● Stated goal: Please copy the items word for word, from the first line through the line containing "[[[266,13],[266,0],[216,0],[216,8],[229,19],[253,19]]]", including both of those lines.

● Task input:
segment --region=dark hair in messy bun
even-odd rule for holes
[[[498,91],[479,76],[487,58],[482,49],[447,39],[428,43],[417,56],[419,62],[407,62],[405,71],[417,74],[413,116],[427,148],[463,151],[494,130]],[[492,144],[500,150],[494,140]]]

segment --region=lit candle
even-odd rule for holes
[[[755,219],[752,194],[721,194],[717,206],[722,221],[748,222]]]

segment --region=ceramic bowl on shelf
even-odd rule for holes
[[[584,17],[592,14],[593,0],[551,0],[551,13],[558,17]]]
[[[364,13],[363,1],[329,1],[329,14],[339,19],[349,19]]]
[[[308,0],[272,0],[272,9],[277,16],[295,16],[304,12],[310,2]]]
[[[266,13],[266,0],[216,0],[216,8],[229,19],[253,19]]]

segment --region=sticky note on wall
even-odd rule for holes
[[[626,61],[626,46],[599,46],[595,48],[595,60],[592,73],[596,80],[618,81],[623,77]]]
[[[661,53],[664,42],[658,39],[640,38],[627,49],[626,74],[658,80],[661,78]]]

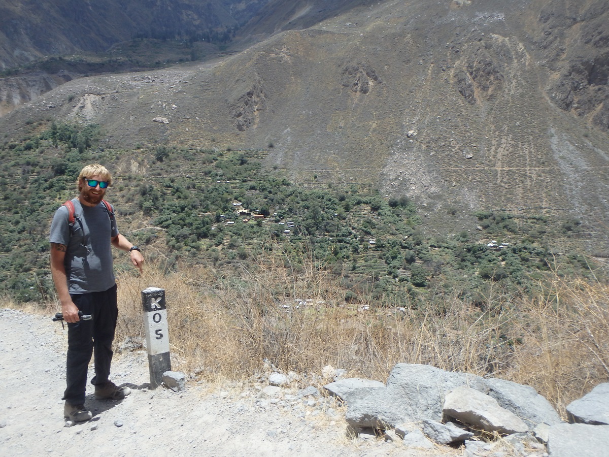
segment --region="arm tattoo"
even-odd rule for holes
[[[58,243],[52,243],[51,244],[51,249],[54,250],[58,250],[62,252],[65,252],[67,246],[65,244],[60,244]]]

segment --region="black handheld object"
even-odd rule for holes
[[[91,321],[93,316],[91,314],[83,314],[82,311],[78,312],[78,316],[80,318],[81,321]],[[57,321],[63,321],[63,314],[61,313],[55,313],[55,317],[53,317],[53,322],[57,322]]]

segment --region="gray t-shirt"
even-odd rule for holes
[[[60,207],[53,216],[49,241],[68,247],[64,264],[71,294],[108,290],[116,283],[112,267],[111,238],[118,235],[114,218],[110,218],[105,205],[83,206],[72,200],[76,221],[71,236],[69,211]]]

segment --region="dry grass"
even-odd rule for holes
[[[531,386],[565,416],[569,402],[609,380],[609,286],[600,281],[556,274],[532,295],[491,290],[484,308],[450,297],[401,308],[362,297],[348,306],[323,271],[268,261],[239,277],[150,264],[141,277],[119,274],[116,346],[143,339],[141,292],[155,286],[166,291],[174,369],[212,383],[247,379],[264,359],[308,381],[328,364],[384,381],[396,363],[428,364]]]
[[[609,380],[609,288],[600,282],[556,275],[532,297],[491,291],[484,308],[456,297],[417,308],[363,297],[359,307],[337,305],[337,281],[311,266],[297,272],[272,262],[238,278],[149,265],[119,284],[117,342],[143,337],[140,292],[163,288],[174,369],[208,380],[248,377],[264,359],[286,371],[319,374],[330,364],[382,381],[396,363],[429,364],[530,385],[564,414]]]

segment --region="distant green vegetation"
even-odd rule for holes
[[[159,247],[145,250],[149,260],[239,274],[271,258],[296,271],[312,259],[341,279],[351,302],[371,297],[408,306],[451,293],[482,306],[491,286],[522,293],[532,278],[543,278],[557,261],[549,241],[577,237],[580,230],[576,220],[480,211],[473,214],[477,230],[430,238],[406,196],[387,199],[357,185],[290,182],[262,168],[261,151],[119,151],[99,147],[96,125],[29,127],[20,139],[0,144],[0,287],[19,301],[52,294],[48,229],[57,208],[76,195],[82,167],[99,162],[114,169],[125,156],[147,163],[148,171],[115,176],[108,199],[121,228],[147,222],[150,228],[129,236],[144,247]],[[565,272],[588,268],[575,253],[559,261]]]

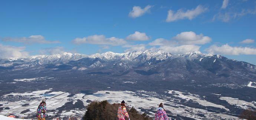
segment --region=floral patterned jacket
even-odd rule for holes
[[[46,103],[42,102],[37,107],[36,117],[39,119],[44,118],[47,116],[48,116],[46,112]]]
[[[125,106],[124,107],[119,106],[118,111],[117,112],[117,117],[118,118],[118,120],[125,120],[125,117],[128,118],[129,118],[128,112],[126,110],[126,107]]]
[[[168,116],[163,108],[158,108],[155,114],[155,120],[168,120]]]

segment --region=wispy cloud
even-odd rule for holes
[[[229,4],[229,0],[223,0],[222,3],[222,6],[221,6],[221,8],[225,9],[227,5]]]
[[[26,44],[54,44],[60,42],[58,41],[50,41],[45,40],[45,37],[41,35],[31,35],[28,37],[19,38],[5,38],[2,39],[3,41],[15,42],[22,42]]]
[[[242,44],[251,44],[254,42],[254,40],[247,39],[240,42]]]
[[[256,48],[232,47],[227,44],[218,46],[216,45],[211,46],[205,50],[212,54],[220,54],[226,55],[256,55]]]
[[[189,52],[199,51],[200,48],[200,46],[196,45],[187,45],[176,46],[162,46],[158,49],[172,54],[184,54]]]
[[[76,44],[91,44],[98,45],[109,45],[117,46],[125,44],[127,42],[124,39],[112,37],[106,38],[104,35],[95,35],[89,36],[83,38],[76,38],[73,40],[73,43]]]
[[[135,6],[132,8],[132,10],[129,13],[129,16],[132,18],[136,18],[141,16],[150,11],[150,8],[153,7],[151,5],[147,5],[144,8],[140,6]]]
[[[149,43],[150,45],[170,46],[177,45],[203,45],[211,41],[208,36],[202,34],[197,35],[193,31],[182,32],[177,34],[172,40],[168,40],[163,38],[157,39]]]
[[[169,10],[166,21],[167,22],[170,22],[186,18],[191,20],[206,11],[207,9],[207,7],[198,5],[195,8],[188,10],[186,11],[184,11],[181,9],[175,13],[173,10]]]
[[[125,45],[122,46],[123,48],[128,48],[125,51],[144,51],[146,49],[146,45],[144,44],[137,45]]]
[[[126,37],[127,40],[135,41],[146,41],[150,39],[150,37],[145,32],[135,31],[134,33],[129,35]]]
[[[64,47],[57,47],[53,48],[49,48],[40,50],[39,52],[41,54],[54,55],[56,54],[62,54],[66,51]]]
[[[24,51],[25,47],[15,47],[4,45],[0,44],[0,58],[12,57],[27,58],[29,52]]]

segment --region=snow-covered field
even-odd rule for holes
[[[244,109],[250,109],[251,107],[256,109],[256,106],[253,104],[254,103],[255,103],[255,104],[256,104],[256,101],[250,103],[239,100],[237,98],[226,97],[221,97],[220,99],[226,101],[230,104],[236,105],[237,106]]]
[[[252,84],[253,83],[256,83],[256,82],[252,82],[250,81],[248,83],[248,85],[247,85],[247,86],[249,87],[256,88],[256,86],[252,85]]]
[[[37,81],[40,80],[46,80],[47,79],[50,79],[54,78],[53,77],[43,77],[32,78],[23,78],[14,79],[14,80],[13,80],[17,82],[31,82],[32,81]]]
[[[161,97],[157,97],[155,93],[148,92],[144,91],[138,91],[136,92],[125,91],[99,91],[92,95],[86,95],[83,93],[79,93],[72,96],[68,97],[70,95],[68,93],[62,92],[50,92],[45,94],[47,92],[50,91],[51,89],[43,90],[33,91],[30,93],[12,93],[4,95],[7,97],[10,95],[19,96],[24,97],[34,97],[33,100],[29,101],[20,100],[14,102],[8,102],[7,101],[0,101],[0,104],[3,104],[1,107],[9,107],[10,109],[4,109],[0,114],[4,116],[8,116],[10,114],[13,114],[16,116],[22,117],[27,116],[29,115],[36,113],[36,109],[38,105],[41,102],[43,98],[47,99],[46,101],[47,109],[48,110],[56,110],[57,108],[60,107],[69,101],[73,101],[73,104],[79,99],[82,100],[84,106],[86,106],[88,104],[86,102],[87,100],[102,101],[107,100],[111,103],[120,103],[122,100],[126,102],[127,106],[134,106],[139,111],[142,109],[151,109],[153,111],[156,110],[158,105],[160,103],[164,104],[164,107],[167,110],[170,111],[172,115],[176,116],[177,114],[193,118],[196,119],[202,119],[219,120],[222,119],[237,119],[236,117],[229,116],[223,114],[216,114],[209,112],[207,110],[189,107],[180,104],[177,104],[173,101],[169,101]],[[184,99],[191,99],[198,102],[203,106],[210,106],[225,109],[224,106],[214,104],[204,100],[201,100],[199,96],[197,95],[189,94],[184,95],[183,92],[177,91],[170,90],[169,92],[172,93],[174,91],[177,94],[176,96]],[[28,104],[26,106],[22,106],[25,104]],[[20,112],[26,109],[29,109],[29,111],[24,113],[21,114]],[[228,110],[227,109],[227,110]],[[60,117],[64,116],[82,116],[85,113],[86,110],[83,109],[79,110],[75,109],[70,111],[62,111],[60,114]],[[142,113],[142,112],[141,112]],[[150,112],[150,115],[152,116],[154,113]],[[53,112],[49,112],[50,115],[55,115]],[[200,113],[204,114],[206,117],[202,117],[197,115]]]
[[[200,96],[198,95],[194,95],[191,94],[190,93],[187,93],[189,95],[184,95],[183,93],[185,93],[174,90],[169,90],[169,93],[171,94],[173,93],[175,93],[175,94],[173,95],[173,96],[182,98],[182,99],[185,99],[187,100],[191,99],[193,101],[197,102],[199,104],[207,106],[210,106],[216,107],[218,107],[224,109],[227,111],[229,110],[228,109],[225,107],[224,106],[222,105],[219,105],[209,102],[205,100],[203,100],[200,99]]]
[[[13,114],[16,116],[22,117],[27,116],[31,114],[35,114],[38,105],[43,98],[45,98],[47,99],[46,103],[48,110],[55,110],[57,108],[62,106],[66,103],[69,101],[68,100],[68,99],[74,100],[77,100],[75,98],[76,97],[76,96],[73,96],[72,97],[67,97],[67,96],[70,94],[68,93],[62,92],[54,92],[45,94],[46,92],[49,91],[51,89],[48,89],[33,91],[31,93],[13,93],[6,95],[4,95],[5,96],[12,95],[28,97],[35,97],[35,98],[34,100],[30,101],[22,100],[13,102],[1,101],[0,104],[3,104],[3,106],[1,107],[9,107],[10,108],[10,109],[3,110],[0,112],[0,114],[8,116],[10,114]],[[26,106],[22,106],[23,105],[25,104],[28,104],[28,105]],[[30,111],[25,113],[20,113],[22,112],[27,109],[29,109]],[[77,110],[74,110],[73,111],[72,111],[74,113],[73,114],[79,114],[79,112],[76,111]],[[48,114],[50,115],[54,115],[53,112],[49,112]],[[64,116],[66,114],[67,115],[70,116],[70,114],[69,112],[66,113],[64,111],[61,115],[62,116]]]

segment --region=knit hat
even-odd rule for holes
[[[163,105],[163,103],[160,103],[160,104],[159,104],[159,107],[164,108],[164,105]]]
[[[124,100],[122,101],[122,102],[121,102],[121,104],[122,104],[122,105],[125,104],[125,102],[124,102]]]

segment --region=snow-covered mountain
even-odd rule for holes
[[[89,66],[87,66],[91,68],[106,66],[106,65],[104,64],[111,62],[115,62],[113,64],[115,65],[121,61],[123,61],[123,64],[120,65],[126,65],[127,66],[125,68],[129,68],[131,66],[129,65],[128,63],[131,64],[130,65],[136,64],[139,65],[140,64],[145,64],[152,65],[168,59],[181,57],[190,60],[196,61],[197,62],[205,61],[207,59],[213,59],[211,62],[215,63],[217,62],[219,59],[222,59],[238,62],[245,66],[255,69],[255,66],[253,65],[245,62],[229,59],[219,55],[203,54],[199,51],[188,52],[183,55],[172,55],[170,53],[160,50],[129,51],[122,53],[108,52],[102,54],[97,53],[89,56],[82,54],[64,52],[61,54],[34,55],[28,58],[1,59],[0,59],[0,67],[20,69],[44,65],[53,64],[59,66],[72,61],[78,61],[84,58],[89,58],[92,59],[99,59],[95,61],[92,61],[92,63]],[[124,64],[126,62],[127,64]],[[76,67],[79,68],[79,66]]]

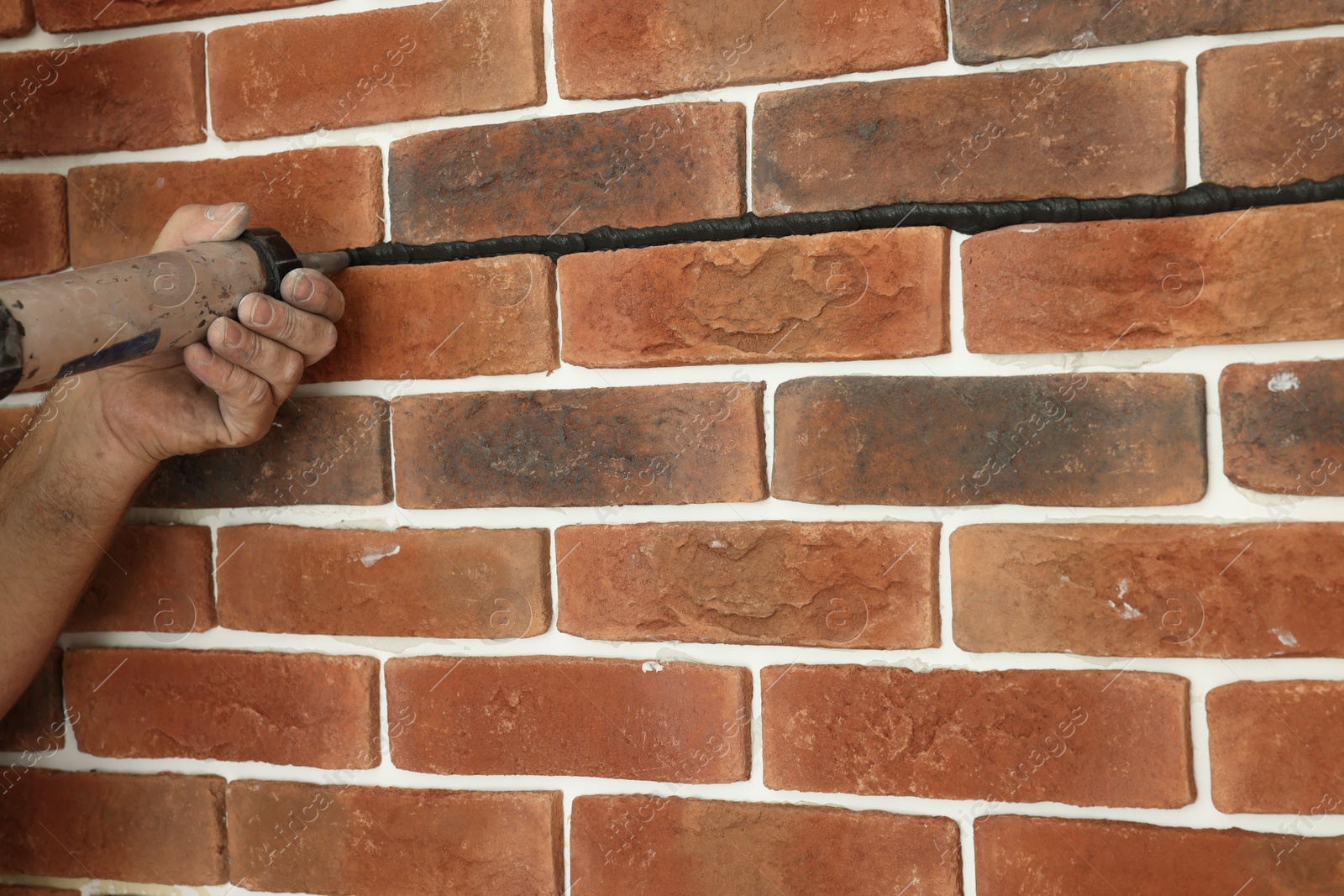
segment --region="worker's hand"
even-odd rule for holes
[[[247,218],[242,203],[184,206],[153,250],[237,239]],[[304,368],[336,345],[332,321],[344,308],[340,290],[323,274],[292,271],[280,301],[245,297],[238,320],[215,320],[206,343],[85,375],[91,388],[82,403],[93,403],[105,435],[132,463],[153,466],[177,454],[250,445],[270,430]]]

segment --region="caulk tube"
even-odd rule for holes
[[[249,293],[280,296],[301,266],[270,228],[0,285],[0,398],[206,339]]]

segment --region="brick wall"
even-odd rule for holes
[[[0,0],[0,277],[185,201],[325,250],[1344,175],[1325,0],[371,5]],[[1344,201],[347,271],[0,723],[0,896],[1341,892],[1341,259]]]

● Task answer:
segment --region=dark hair in messy bun
even-odd rule for holes
[[[498,91],[479,76],[487,58],[482,49],[447,39],[428,43],[417,56],[419,62],[407,62],[405,71],[417,74],[413,116],[427,148],[463,151],[494,130]],[[492,144],[500,150],[494,140]]]

segment --region=lit candle
even-odd rule for holes
[[[755,219],[752,194],[721,194],[717,206],[722,221],[748,222]]]

segment --region=ceramic bowl on shelf
even-odd rule for holes
[[[584,17],[592,14],[593,0],[551,0],[551,13],[558,17]]]
[[[364,13],[363,1],[329,1],[329,14],[339,19],[349,19]]]
[[[308,0],[272,0],[272,9],[277,16],[295,16],[304,12],[310,2]]]
[[[266,13],[266,0],[216,0],[216,8],[229,19],[253,19]]]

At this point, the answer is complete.